Coordinate annotation records

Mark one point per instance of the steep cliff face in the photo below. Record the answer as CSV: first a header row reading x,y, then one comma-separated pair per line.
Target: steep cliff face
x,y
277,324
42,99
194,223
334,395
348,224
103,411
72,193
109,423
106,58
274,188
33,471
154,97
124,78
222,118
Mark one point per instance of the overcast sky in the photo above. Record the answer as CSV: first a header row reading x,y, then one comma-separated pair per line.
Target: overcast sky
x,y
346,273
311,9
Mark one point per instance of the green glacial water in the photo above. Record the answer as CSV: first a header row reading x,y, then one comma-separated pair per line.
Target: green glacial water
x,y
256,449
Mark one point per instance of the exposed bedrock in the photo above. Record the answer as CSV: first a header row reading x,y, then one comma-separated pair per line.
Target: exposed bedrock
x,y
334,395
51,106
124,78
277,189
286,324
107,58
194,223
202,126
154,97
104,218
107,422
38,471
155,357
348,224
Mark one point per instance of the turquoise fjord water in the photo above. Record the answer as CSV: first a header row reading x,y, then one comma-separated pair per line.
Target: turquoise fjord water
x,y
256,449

EXERCISE BRIEF: Return every line of the entries above verbatim, with no changes to wording, numbers, or line order.

TASK SOLUTION:
Mark one point per instance of the steep cliff face in the photo below. Record the answer as CSV: first a header row reading x,y, then one comma-separated pair per line.
Target: steep cliff face
x,y
277,324
42,99
194,223
334,395
348,224
103,411
72,193
109,423
106,58
274,188
33,471
154,97
124,78
222,118
Mark one point per instance of the overcast sky in the photo above. Record the answer as CSV: first a header row reading x,y, then one comma-separated pair per line.
Target: overcast sky
x,y
346,273
311,9
Mark one point per instance of the green glacial water in the photo above. Record the answer as CSV: first a header row reading x,y, then one comma-separated pair per line.
Target: green glacial water
x,y
256,449
Mark one point per instance of the exposed bedrock in the photo above. Record the answer as CSV: first a header row reading x,y, then one comma-separated pair per line.
Target: exposed bedrock
x,y
334,395
51,106
124,78
277,189
286,324
107,58
194,223
202,126
154,97
104,218
107,422
38,471
155,357
348,224
Mark one point per instance of the turquoise fjord water in the photo above. Record the answer as CSV: first a header row reading x,y, then one comma-separated pair per line.
Target: turquoise fjord water
x,y
256,449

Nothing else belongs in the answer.